(Recorded data)

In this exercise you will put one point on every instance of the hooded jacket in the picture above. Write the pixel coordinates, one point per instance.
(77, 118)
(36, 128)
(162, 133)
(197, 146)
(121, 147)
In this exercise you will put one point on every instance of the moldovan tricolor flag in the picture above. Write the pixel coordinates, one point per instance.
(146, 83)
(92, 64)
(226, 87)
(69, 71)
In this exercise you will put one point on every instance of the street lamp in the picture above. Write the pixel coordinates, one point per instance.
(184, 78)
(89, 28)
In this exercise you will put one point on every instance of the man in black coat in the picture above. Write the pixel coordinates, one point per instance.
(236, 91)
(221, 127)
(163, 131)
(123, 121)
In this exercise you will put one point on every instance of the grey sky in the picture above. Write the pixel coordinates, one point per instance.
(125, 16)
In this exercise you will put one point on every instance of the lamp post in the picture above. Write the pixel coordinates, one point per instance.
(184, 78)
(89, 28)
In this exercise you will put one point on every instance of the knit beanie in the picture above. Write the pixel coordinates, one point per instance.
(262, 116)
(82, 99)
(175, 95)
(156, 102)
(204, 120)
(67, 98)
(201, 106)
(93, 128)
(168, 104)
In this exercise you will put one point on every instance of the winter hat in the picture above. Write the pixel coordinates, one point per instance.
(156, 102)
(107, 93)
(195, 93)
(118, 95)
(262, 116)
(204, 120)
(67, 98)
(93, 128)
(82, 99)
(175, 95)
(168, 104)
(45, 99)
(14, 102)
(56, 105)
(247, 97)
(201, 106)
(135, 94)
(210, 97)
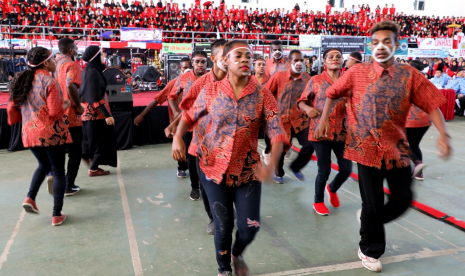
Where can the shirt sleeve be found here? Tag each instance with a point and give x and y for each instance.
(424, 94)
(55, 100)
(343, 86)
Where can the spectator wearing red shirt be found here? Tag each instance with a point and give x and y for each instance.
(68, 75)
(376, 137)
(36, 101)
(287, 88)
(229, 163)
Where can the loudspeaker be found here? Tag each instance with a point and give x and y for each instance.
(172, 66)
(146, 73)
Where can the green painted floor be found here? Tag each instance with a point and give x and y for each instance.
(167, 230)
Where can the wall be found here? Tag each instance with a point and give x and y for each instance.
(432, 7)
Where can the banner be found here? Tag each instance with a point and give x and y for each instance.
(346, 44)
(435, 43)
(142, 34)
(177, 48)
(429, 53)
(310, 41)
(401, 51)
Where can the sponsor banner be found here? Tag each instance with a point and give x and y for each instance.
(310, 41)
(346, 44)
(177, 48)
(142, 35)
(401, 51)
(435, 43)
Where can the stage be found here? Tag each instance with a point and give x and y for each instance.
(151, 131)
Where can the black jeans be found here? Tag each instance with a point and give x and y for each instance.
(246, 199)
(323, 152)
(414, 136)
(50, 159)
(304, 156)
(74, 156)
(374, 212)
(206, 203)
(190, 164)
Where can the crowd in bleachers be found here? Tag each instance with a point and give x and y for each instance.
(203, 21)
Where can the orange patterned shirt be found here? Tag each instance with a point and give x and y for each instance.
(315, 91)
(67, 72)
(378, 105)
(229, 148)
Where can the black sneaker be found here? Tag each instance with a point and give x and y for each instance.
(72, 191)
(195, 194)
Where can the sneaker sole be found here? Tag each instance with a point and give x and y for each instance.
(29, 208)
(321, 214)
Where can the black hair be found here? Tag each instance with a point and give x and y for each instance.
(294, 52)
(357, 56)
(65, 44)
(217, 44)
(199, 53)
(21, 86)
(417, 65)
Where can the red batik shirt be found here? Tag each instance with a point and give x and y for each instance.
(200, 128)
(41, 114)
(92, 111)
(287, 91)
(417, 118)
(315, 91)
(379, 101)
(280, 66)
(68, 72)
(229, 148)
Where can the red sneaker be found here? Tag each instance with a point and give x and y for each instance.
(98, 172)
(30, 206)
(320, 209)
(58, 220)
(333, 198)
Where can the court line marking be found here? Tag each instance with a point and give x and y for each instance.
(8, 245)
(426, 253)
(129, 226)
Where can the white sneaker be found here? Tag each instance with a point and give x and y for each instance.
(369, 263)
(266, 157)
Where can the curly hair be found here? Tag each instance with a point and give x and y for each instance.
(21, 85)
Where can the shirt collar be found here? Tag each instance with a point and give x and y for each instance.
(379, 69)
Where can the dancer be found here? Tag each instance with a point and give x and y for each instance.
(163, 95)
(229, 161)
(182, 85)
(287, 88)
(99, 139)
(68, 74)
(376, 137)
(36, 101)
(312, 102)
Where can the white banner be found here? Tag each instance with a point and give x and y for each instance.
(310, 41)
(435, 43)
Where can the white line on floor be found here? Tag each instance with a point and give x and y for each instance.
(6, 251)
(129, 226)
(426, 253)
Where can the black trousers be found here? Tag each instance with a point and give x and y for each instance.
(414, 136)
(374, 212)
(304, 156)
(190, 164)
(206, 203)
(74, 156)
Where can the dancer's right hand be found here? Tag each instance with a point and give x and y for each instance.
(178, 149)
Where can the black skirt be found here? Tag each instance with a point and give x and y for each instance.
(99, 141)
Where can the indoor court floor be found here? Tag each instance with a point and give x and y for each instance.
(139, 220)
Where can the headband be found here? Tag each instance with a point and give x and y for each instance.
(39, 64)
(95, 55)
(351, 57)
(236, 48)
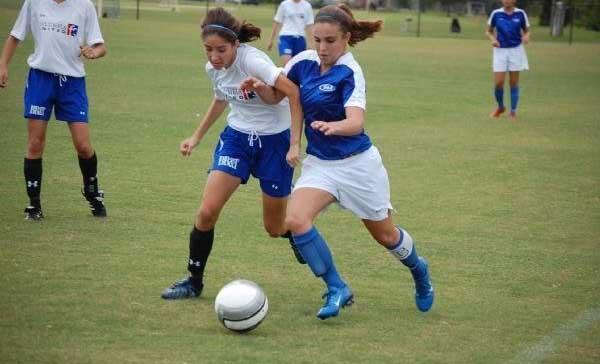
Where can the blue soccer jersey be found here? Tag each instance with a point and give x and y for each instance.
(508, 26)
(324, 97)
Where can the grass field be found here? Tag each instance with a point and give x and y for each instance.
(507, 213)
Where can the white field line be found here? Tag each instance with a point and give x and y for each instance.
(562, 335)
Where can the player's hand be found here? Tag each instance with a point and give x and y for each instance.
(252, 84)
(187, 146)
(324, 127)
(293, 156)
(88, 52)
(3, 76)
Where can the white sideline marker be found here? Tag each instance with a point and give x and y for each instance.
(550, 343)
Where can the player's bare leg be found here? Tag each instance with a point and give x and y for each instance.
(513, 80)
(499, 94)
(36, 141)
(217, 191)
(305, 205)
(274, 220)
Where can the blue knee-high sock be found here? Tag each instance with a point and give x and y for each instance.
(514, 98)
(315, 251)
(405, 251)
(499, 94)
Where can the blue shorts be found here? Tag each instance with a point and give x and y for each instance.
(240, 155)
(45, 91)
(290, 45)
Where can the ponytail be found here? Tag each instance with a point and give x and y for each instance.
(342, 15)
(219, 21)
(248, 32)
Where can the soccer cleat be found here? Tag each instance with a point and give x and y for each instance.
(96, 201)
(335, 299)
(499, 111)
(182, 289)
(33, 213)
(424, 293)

> **The problem**: Retype the data from the line containing "Where can the dancer's" through the end of the data, including both of those lines. Leave the pictures out of your answer.

> **The completed task**:
Where can the dancer's right hand be found here? Tag each instance with a point and give x and y for each instance.
(178, 149)
Where can the black skirt be found here? Tag each instance with a point and give x and y for each instance.
(99, 141)
Where can the indoor court floor be found here? Tag each instance with a point and give x and y for each instance.
(139, 220)
Where can the headband be found here? Tag each instance with a point and give x and y for each instance.
(39, 64)
(95, 55)
(351, 57)
(236, 48)
Where can the blue soccer jersey be found here? Tag each instance with a point and give x and y for each instance.
(508, 26)
(324, 97)
Where can the grass field be found here? Tag each instance with a point and give x and y for each instance.
(507, 213)
Where can the white field line be found here? Tag each instance with a point and give x and y for each instance.
(562, 335)
Where can the player's hand be found here? Tag each instance with a point and give x and y for each instance.
(252, 84)
(187, 146)
(324, 127)
(293, 156)
(88, 52)
(3, 76)
Where can the white sideline marker be found here? Tag each instance with a point and give x and y for each instance.
(550, 343)
Where can the player's bare leg be found here? Tag each instance with a point and give x and y for each instance.
(513, 80)
(499, 94)
(36, 141)
(217, 191)
(305, 205)
(274, 220)
Where can the blue knee-high sock be found here? Tag each instance with a point and give x and y for each instance.
(514, 98)
(315, 251)
(405, 251)
(499, 94)
Where can the blue shorts be found here? Tag each instance with a point and give x and y for each instance.
(240, 155)
(45, 91)
(290, 45)
Where can the ponytail be found here? Tag each instance with a point and give x and y for each instance.
(342, 15)
(219, 21)
(248, 32)
Where can the soccer cleat be found here? Tag each instance with a point and give x and y for each instance.
(96, 201)
(335, 299)
(499, 111)
(182, 289)
(33, 213)
(424, 293)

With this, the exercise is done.